> [What is needed] Would you return the lines between the one holding "ceiling fan motor" and the one holding "where the window", inclusive, and only those, exactly as they stand in the listing below?

> [Records for the exercise]

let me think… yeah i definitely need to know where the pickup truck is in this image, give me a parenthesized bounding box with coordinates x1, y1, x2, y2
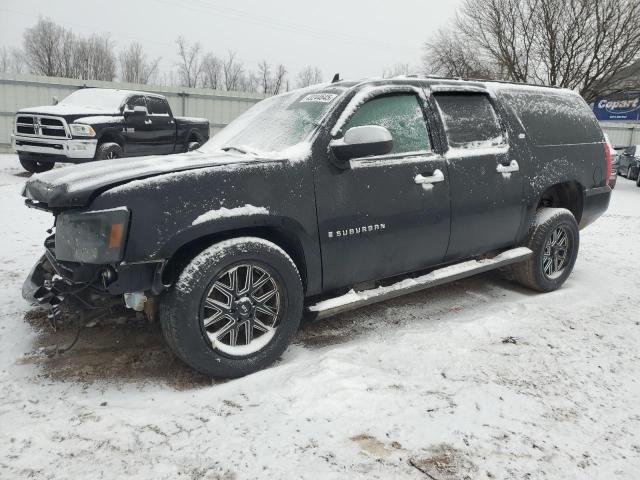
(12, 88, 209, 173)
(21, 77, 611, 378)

==

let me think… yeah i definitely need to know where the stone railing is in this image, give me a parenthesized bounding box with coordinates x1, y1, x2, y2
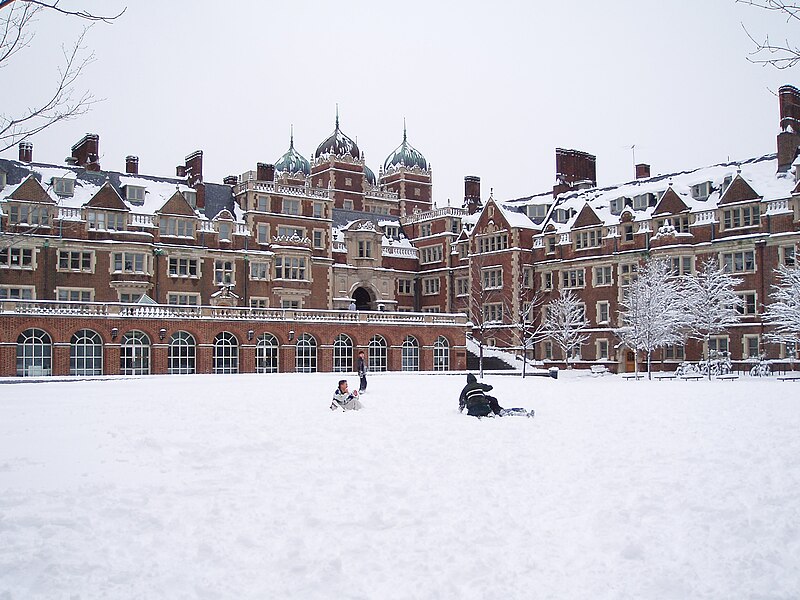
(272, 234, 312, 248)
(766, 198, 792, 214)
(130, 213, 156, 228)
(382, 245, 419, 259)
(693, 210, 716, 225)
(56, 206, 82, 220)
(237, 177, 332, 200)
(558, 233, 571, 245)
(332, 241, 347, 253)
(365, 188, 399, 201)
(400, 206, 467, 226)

* * *

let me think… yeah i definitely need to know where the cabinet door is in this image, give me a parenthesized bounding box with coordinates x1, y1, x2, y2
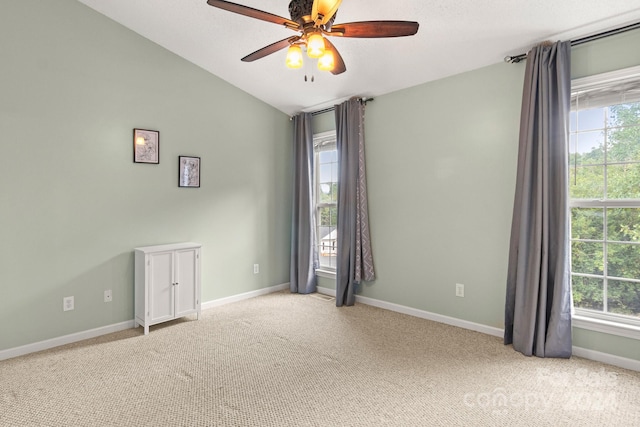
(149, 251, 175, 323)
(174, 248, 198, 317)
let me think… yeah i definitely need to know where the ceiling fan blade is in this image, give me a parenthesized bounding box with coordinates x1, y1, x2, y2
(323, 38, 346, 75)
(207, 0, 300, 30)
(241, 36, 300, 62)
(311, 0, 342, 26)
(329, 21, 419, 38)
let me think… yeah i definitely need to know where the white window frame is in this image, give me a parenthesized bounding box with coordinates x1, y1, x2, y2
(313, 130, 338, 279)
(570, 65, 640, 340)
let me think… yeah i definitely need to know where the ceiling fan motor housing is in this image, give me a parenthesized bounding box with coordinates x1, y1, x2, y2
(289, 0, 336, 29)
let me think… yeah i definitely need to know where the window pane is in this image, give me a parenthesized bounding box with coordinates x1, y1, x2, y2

> [Result for this task]
let me think… yeah i definitely need to know where the ceiling fan motor housing is in this image, give me a parenthesized bounding box with coordinates x1, y1, x2, y2
(289, 0, 336, 29)
let me think… yeah i definitely need to know where the window pane is in this image, give me a parenthesized bounding box with coordinates x1, y1, x2, y2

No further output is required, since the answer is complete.